-- Start Given records --

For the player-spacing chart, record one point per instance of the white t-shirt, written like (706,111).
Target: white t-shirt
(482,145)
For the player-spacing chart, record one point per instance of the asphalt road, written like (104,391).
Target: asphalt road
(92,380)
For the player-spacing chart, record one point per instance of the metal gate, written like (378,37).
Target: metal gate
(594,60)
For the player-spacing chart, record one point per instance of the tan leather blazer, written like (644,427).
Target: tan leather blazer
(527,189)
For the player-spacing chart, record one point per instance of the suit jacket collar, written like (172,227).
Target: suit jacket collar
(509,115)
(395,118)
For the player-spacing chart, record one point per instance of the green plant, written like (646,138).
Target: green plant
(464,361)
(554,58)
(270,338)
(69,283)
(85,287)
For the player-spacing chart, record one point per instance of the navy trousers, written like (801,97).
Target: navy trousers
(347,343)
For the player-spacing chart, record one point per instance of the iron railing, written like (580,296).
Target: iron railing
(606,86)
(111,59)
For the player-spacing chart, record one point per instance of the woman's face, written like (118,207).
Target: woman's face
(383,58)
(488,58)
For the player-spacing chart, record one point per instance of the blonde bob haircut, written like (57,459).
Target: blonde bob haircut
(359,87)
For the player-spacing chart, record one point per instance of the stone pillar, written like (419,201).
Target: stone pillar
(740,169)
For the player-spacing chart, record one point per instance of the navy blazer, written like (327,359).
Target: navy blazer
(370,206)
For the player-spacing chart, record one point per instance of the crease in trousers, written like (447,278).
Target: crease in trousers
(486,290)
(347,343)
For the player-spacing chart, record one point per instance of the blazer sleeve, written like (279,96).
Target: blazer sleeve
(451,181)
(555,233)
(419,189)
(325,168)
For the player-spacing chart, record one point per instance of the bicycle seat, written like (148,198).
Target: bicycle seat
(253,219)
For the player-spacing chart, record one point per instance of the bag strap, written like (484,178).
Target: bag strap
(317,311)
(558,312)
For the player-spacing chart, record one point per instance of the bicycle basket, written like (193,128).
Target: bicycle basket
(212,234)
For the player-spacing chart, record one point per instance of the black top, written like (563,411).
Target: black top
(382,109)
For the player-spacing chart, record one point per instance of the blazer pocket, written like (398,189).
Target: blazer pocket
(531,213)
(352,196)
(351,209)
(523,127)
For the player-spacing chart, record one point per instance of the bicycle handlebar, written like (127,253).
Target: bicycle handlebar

-- End Given records --

» Work instructions:
Write out every line exactly as it stands.

» The solution:
For the player-spacing chart, record one point per instance of the white t-shirt, written like (706,111).
Target: white t-shirt
(482,145)
For the player-spacing chart, record one point per instance of the asphalt road, written like (104,391).
Target: asphalt road
(92,380)
For the player-spacing chart, record one point per instance of the metal gate, written like (378,37).
Target: metal gate
(594,60)
For the player-spacing chart, record one point per instance of the tan leather blazer, written like (644,427).
Target: tan leather blazer
(527,189)
For the player-spacing chart, record one point per instance of the suit jacket collar, written like (172,227).
Target: suit jacket collar
(509,115)
(395,118)
For the player-spacing chart, record one point per instance of the green plant, written like (646,138).
Target: green plant
(464,361)
(554,58)
(270,338)
(69,283)
(85,287)
For the player-spacing chart, record one point per instance of the navy trousers, written like (801,97).
Target: navy trousers
(347,343)
For the player-spacing chart, record one point per instance of the iron railing, written like (580,296).
Target: iron railing
(606,86)
(111,59)
For the player-spacing chart, record one point per instance of the woman's face, written like (118,207).
Target: woman's face
(383,58)
(488,58)
For the player-spacing chart, record one point per instance of the blonde bob haircut, written like (57,459).
Target: blonde bob haircut
(359,87)
For the player-spacing chart, record one point per instance of the stone pillar, written like (419,201).
Target: stone pillar
(740,169)
For the player-spacing chart, record one point per instance of the navy blazer, written like (327,359).
Target: navy blazer
(370,206)
For the player-spacing chart, record one point per instance of the crease in trousers, written like (447,278).
Target: crease in trousers
(486,290)
(347,343)
For the player-spacing chart, record one point per instance of the blazer sleeve, written like (279,96).
Target: blazer sleeve
(451,181)
(555,233)
(419,189)
(325,168)
For the player-spacing chart, record one point per instance of the bicycle seat, written like (148,198).
Target: bicycle seat
(253,219)
For the player-spacing chart, record one point per instance of the bag strap, written like (484,178).
Target: bag strap
(317,311)
(558,312)
For the player-spacing chart, record one point per instance of the bicycle basket, written like (193,128).
Target: bicycle basket
(212,234)
For the player-spacing chart, record one point per instance of the black top, written like (563,411).
Target: black top
(382,109)
For the player-spacing chart, record one point per instance of the blazer pocket, written like (398,189).
Target: blazer pocket
(531,213)
(352,196)
(351,209)
(523,127)
For the player-spacing chart, record one point per instance of the bicycle handlebar, written like (127,253).
Target: bicycle handlebar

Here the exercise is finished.